:: Study text

A decade and a half later, Slater’s vision of an unconventional vocal ensemble continues to bear rich fruit, and Invenio serves as a beacon of creativity and commitment in Melbourne’s art music community. Slater now has a collective of about 30 dedicated singers to draw from, 12 of whom performed at Tempo Rubato on Thursday night.

This concert marked Invenio’s 15th anniversary, and the program ranged widely across the group’s extensive back catalogue. It opened with Banterer (from Gone, Without Saying), where the singers held various kitchen implements – bowls, saucers, teacups – in front of their mouths as they twittered, stuttered and whispered, before coalescing into unison syllables and rhythmic cycles that intersected and overlapped with perfect precision.

Fight Eyes had the feel of an evocative folk song, with lush three-part harmonies that occasionally diverged into subtle trills or sustained drones. On Growing Pains, the bass and tenor voices sang the lyrics, while the altos and sopranos quivered, pulsed and slid up and down in a series of elongated, wordless sighs.

::::

In the concert review above, rewrite the paragraph beginning "This concert marked Invenio's 15th anniversary" as a shorter paragraph that keeps its main facts.

:: Entries shown

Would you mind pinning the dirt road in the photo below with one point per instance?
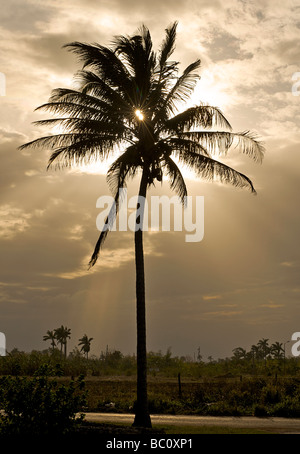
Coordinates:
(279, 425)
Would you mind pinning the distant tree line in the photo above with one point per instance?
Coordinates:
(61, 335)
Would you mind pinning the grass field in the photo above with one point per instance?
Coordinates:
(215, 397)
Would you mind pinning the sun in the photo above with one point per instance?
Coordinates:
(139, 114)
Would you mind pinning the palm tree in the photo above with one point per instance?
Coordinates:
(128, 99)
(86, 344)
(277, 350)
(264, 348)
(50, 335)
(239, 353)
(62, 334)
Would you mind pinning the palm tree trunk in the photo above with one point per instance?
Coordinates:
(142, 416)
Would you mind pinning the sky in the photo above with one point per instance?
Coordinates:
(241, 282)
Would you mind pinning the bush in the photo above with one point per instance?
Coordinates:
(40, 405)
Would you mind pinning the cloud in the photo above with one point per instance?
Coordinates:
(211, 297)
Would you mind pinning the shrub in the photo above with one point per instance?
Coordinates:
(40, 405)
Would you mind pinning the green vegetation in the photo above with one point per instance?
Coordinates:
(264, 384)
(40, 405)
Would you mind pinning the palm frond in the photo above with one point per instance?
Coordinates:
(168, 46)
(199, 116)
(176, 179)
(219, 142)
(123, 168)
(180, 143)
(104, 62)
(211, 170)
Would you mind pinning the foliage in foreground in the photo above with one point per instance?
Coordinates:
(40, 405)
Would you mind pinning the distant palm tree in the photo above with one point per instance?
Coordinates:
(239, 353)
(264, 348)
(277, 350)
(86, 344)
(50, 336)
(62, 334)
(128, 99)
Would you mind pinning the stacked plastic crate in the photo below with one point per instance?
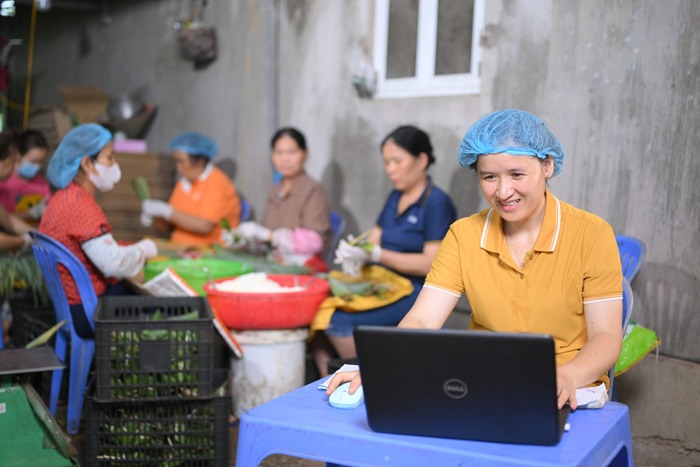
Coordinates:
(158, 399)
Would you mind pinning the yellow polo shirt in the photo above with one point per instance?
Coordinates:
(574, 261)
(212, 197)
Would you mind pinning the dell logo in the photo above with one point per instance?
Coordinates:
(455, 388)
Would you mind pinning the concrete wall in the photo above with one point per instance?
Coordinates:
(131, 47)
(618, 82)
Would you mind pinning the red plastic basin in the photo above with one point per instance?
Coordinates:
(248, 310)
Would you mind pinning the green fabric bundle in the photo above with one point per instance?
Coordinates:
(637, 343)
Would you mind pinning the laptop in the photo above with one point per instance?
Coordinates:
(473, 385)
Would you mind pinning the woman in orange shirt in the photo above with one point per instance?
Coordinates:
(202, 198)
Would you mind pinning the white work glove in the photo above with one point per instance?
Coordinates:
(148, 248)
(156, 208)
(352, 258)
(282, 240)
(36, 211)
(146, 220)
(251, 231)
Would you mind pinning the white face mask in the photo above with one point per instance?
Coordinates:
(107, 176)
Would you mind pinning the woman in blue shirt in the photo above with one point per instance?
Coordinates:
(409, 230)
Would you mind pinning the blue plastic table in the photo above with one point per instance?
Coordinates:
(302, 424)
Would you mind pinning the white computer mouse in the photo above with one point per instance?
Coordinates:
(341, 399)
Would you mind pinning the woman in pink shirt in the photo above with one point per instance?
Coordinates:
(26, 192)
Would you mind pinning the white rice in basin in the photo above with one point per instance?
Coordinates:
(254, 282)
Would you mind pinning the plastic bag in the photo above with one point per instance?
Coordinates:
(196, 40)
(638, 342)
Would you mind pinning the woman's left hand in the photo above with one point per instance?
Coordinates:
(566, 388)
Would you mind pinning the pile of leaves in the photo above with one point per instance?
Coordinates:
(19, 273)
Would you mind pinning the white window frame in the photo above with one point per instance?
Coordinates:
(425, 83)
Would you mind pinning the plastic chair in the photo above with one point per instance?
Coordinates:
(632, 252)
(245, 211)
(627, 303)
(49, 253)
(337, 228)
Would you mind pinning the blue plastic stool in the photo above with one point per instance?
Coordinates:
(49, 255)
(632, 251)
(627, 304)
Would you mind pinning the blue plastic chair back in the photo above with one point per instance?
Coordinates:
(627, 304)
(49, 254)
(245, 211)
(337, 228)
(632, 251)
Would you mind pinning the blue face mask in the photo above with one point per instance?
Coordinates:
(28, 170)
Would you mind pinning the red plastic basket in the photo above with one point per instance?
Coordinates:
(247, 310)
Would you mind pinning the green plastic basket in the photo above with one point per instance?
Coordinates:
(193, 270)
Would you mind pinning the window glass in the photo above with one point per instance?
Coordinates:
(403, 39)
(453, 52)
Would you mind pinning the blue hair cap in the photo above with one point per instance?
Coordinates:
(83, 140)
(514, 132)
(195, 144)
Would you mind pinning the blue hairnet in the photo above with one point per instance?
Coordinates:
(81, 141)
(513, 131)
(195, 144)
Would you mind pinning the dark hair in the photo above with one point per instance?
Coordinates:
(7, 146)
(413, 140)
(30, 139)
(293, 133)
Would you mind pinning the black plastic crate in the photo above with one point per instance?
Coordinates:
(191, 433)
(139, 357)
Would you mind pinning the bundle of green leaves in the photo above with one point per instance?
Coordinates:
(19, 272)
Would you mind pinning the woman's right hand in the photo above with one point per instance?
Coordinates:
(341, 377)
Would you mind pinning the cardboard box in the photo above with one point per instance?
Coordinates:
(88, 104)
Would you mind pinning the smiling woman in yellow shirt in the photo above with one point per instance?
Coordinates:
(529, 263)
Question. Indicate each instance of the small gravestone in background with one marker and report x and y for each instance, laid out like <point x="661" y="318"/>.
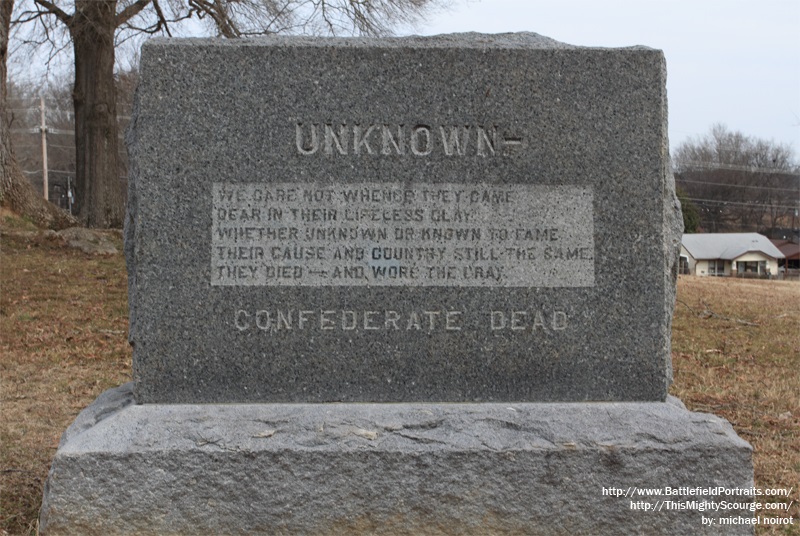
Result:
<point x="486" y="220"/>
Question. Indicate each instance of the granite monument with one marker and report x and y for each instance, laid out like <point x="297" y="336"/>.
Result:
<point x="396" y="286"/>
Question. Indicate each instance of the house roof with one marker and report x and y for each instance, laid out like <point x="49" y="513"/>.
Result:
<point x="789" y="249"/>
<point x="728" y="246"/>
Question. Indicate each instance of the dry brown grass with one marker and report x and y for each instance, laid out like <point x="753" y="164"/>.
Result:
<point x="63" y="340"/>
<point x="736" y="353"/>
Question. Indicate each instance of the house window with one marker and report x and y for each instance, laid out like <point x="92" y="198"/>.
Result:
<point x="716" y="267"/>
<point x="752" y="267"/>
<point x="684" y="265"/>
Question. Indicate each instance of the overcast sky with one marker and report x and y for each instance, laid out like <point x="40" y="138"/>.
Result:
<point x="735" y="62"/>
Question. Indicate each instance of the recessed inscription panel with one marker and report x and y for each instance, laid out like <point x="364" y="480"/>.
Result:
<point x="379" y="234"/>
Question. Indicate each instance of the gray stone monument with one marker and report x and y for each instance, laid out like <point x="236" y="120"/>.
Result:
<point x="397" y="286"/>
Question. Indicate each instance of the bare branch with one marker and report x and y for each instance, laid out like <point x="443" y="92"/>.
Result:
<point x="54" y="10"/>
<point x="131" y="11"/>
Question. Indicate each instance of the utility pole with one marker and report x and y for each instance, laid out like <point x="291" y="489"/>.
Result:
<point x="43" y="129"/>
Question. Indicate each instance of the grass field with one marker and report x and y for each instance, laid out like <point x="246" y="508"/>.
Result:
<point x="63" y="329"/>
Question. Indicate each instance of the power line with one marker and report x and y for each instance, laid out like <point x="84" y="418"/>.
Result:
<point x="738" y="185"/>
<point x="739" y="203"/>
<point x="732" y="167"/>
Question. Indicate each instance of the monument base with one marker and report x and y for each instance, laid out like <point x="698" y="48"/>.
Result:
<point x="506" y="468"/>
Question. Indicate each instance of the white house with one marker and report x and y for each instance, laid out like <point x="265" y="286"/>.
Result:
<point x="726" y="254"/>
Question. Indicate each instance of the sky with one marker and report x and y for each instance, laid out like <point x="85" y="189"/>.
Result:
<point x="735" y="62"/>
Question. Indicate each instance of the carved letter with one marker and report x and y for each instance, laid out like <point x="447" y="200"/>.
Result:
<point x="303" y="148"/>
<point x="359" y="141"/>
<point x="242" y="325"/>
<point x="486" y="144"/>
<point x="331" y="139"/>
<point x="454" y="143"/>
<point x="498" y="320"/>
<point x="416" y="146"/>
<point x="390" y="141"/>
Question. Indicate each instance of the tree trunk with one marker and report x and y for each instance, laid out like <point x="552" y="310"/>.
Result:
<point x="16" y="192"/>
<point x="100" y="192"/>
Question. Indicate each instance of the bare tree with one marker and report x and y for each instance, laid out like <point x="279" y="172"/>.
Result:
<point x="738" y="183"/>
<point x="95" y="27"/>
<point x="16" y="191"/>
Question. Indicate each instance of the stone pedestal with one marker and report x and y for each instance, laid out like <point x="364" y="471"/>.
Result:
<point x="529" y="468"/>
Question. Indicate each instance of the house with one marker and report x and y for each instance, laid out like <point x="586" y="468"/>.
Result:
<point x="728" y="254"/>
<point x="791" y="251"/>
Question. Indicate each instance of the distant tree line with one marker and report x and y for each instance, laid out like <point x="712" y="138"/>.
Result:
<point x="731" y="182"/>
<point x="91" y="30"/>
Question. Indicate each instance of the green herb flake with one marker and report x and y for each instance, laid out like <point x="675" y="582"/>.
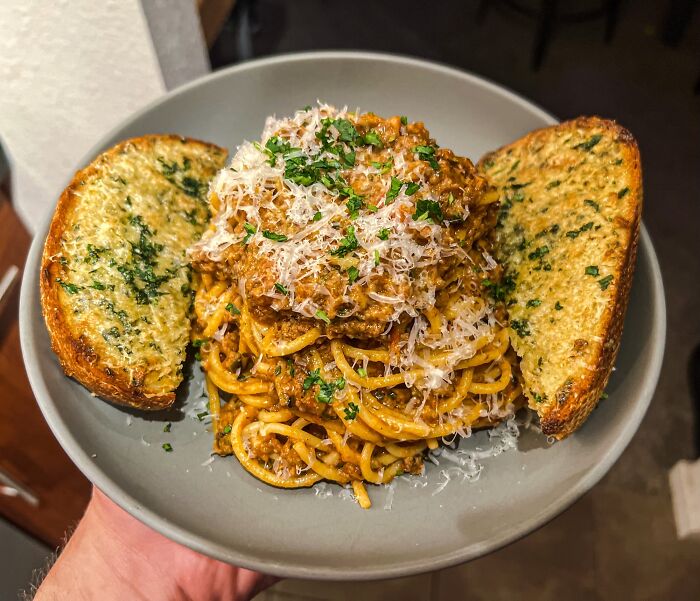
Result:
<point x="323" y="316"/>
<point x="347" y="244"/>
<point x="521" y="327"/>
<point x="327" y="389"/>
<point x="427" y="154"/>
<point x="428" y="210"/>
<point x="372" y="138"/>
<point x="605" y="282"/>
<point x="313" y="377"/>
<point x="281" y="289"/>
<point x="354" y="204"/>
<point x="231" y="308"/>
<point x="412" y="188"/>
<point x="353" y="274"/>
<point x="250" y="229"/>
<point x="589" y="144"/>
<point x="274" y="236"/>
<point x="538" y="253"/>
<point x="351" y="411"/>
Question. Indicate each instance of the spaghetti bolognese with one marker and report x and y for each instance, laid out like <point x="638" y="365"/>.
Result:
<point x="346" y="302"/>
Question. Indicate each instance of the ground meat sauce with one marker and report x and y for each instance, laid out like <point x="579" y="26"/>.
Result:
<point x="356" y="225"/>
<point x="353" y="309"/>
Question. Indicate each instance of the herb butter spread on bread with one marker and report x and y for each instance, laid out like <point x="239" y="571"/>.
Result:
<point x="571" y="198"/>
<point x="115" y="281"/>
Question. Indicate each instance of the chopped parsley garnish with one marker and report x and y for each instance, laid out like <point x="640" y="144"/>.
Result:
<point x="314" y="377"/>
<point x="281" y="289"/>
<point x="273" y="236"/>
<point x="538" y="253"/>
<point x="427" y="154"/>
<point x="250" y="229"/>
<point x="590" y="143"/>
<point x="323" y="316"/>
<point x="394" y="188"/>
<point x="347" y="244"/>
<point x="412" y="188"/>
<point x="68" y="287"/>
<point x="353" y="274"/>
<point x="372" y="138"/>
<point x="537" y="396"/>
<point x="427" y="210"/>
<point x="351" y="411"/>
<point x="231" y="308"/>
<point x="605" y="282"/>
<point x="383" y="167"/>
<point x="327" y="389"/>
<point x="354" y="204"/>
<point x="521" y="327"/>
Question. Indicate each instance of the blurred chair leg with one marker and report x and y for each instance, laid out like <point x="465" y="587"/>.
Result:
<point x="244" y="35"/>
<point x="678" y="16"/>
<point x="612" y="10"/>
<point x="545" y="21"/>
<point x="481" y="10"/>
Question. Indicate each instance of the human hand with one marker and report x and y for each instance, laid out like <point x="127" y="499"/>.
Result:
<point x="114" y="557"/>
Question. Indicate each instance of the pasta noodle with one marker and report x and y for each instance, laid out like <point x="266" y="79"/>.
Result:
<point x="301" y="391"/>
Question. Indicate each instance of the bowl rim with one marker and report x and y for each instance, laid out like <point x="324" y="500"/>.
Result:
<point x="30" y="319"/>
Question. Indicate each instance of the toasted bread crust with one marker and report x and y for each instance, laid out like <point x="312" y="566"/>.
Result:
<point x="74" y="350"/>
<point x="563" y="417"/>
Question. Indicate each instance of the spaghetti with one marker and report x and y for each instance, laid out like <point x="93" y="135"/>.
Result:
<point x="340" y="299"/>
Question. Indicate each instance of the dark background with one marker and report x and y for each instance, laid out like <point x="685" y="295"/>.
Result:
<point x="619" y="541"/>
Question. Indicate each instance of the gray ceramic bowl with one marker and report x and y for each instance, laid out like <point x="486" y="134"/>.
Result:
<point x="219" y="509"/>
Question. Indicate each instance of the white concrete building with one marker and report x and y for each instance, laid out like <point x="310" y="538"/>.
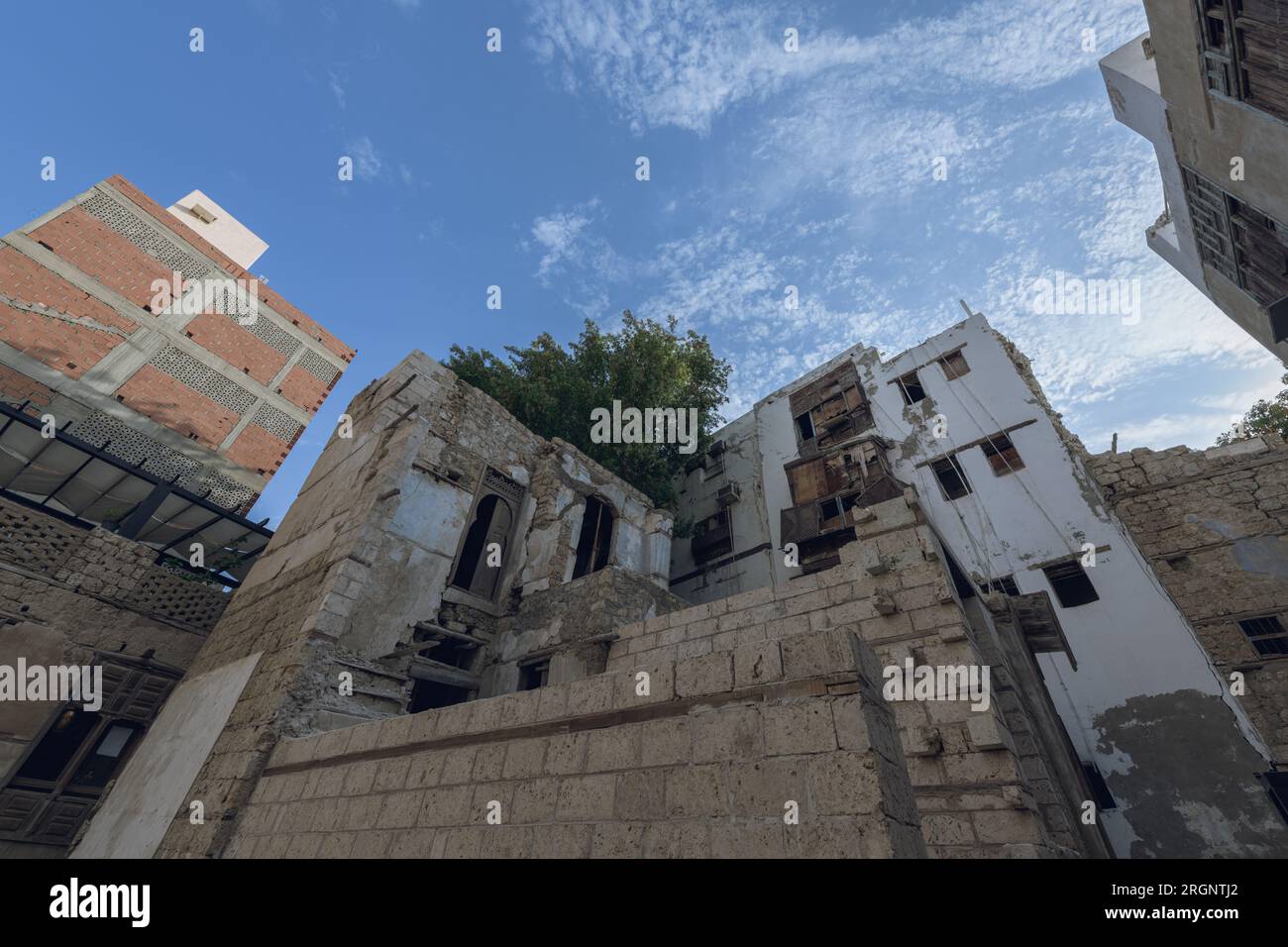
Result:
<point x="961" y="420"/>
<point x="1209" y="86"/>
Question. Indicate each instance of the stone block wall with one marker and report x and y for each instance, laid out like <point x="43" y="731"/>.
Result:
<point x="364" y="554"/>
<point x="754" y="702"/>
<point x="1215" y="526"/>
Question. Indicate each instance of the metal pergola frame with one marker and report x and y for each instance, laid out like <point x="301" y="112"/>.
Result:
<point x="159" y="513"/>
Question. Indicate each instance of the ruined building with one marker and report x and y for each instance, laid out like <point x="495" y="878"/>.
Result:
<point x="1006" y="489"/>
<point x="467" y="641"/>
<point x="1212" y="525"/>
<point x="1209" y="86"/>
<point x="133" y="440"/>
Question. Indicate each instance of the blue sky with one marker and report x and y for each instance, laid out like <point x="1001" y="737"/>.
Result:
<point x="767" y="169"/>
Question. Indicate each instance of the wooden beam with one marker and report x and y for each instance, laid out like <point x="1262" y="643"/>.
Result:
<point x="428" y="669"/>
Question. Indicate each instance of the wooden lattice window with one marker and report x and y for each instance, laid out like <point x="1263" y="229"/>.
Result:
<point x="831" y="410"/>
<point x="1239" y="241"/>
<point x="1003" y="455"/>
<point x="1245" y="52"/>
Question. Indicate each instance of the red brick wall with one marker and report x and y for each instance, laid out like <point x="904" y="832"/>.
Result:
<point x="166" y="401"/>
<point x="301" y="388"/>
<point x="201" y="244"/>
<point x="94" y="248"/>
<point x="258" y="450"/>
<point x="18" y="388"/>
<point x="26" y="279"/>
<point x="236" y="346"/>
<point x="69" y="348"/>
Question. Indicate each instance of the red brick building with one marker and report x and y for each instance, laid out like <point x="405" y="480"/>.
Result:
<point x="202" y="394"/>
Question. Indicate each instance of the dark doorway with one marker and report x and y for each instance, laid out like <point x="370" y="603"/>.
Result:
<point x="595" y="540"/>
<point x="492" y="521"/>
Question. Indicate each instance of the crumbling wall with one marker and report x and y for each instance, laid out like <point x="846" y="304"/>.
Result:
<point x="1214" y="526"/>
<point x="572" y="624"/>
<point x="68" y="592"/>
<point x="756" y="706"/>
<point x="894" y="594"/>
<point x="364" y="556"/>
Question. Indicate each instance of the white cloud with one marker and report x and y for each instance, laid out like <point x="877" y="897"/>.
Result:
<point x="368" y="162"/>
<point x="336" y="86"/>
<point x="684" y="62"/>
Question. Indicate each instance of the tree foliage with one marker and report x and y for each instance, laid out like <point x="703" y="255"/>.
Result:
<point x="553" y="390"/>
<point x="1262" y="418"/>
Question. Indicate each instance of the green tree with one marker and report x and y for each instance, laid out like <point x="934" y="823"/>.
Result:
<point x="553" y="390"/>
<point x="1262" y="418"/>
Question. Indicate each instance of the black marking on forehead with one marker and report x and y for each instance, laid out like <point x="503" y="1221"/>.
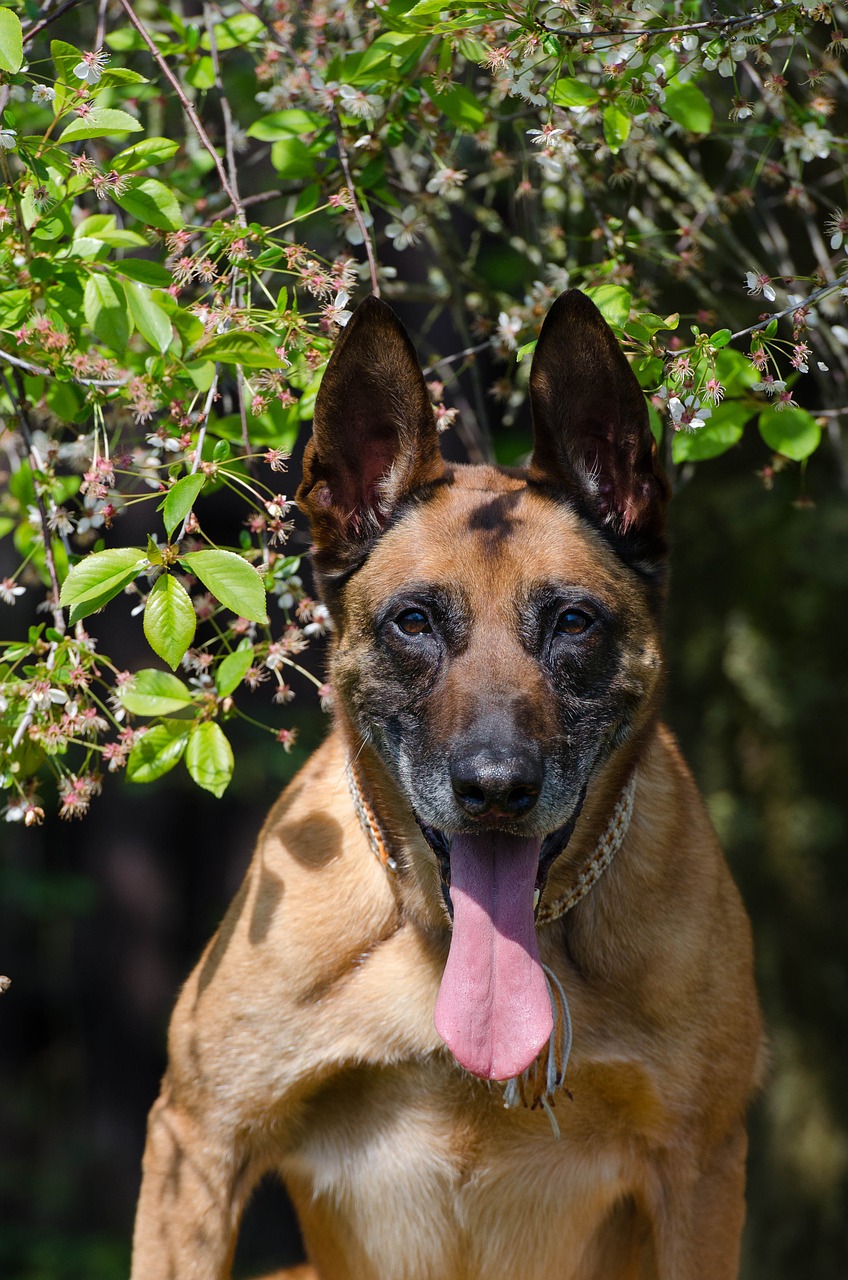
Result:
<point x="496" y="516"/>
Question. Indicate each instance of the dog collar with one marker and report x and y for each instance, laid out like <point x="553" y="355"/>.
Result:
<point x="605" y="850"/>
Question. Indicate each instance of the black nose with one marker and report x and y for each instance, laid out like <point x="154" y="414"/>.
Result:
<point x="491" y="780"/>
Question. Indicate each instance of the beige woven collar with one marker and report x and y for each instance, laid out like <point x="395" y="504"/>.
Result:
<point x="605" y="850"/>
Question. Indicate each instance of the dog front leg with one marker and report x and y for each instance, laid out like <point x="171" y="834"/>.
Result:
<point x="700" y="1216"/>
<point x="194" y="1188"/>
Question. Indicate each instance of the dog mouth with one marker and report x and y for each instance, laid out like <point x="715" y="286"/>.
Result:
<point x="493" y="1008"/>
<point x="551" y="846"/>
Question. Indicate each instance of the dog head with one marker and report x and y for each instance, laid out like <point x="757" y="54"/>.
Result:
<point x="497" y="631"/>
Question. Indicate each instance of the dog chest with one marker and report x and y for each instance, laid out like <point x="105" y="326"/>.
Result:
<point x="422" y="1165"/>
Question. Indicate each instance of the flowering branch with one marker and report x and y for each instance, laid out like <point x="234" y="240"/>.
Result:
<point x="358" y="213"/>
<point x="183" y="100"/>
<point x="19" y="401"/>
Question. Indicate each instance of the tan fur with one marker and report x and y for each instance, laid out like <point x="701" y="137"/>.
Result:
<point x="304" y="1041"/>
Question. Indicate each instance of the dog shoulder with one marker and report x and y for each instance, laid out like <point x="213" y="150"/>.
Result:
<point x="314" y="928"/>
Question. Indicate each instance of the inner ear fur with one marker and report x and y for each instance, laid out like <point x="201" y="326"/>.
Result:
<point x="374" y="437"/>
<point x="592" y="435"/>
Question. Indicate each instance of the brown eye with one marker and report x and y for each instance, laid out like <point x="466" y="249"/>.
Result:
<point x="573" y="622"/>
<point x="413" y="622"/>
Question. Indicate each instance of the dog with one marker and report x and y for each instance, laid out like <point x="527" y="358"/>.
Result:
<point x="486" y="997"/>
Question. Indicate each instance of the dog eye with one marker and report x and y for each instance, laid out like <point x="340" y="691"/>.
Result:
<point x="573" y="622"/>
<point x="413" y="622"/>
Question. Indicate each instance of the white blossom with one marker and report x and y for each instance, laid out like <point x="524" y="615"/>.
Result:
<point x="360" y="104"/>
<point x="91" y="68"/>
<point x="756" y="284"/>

::::

▶ **Answer box**
The concert celebrated Invenio's 15th anniversary with a program drawn widely from the group's back catalogue. It began with Banterer (from Gone, Without Saying). The singers held kitchen items such as bowls, saucers and teacups before their mouths while they twittered, stuttered and whispered. Then they came together in unison syllables and precisely overlapping rhythmic cycles.